== Segment start ==

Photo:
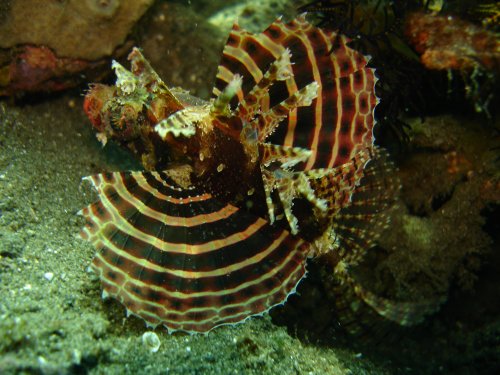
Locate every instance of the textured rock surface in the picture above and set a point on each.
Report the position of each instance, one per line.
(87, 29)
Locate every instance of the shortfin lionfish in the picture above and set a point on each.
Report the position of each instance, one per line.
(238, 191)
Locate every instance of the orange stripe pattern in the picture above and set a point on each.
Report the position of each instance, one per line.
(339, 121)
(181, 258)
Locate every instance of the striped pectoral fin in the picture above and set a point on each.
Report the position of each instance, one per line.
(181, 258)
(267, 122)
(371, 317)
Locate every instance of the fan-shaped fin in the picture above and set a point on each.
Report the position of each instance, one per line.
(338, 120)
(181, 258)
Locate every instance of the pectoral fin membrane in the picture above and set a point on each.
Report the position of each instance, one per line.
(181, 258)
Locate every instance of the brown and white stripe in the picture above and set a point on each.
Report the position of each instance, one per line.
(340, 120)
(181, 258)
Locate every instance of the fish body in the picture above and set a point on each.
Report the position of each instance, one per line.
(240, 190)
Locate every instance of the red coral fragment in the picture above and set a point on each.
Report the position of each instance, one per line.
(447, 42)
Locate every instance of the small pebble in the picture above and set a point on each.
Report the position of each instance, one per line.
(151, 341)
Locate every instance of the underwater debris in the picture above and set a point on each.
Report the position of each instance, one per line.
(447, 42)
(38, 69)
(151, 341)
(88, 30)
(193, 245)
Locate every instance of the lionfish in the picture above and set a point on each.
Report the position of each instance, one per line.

== Segment end ==

- _Assignment_
From the data above, count the lines that contain "lionfish" and write only that count.

- _Written answer_
2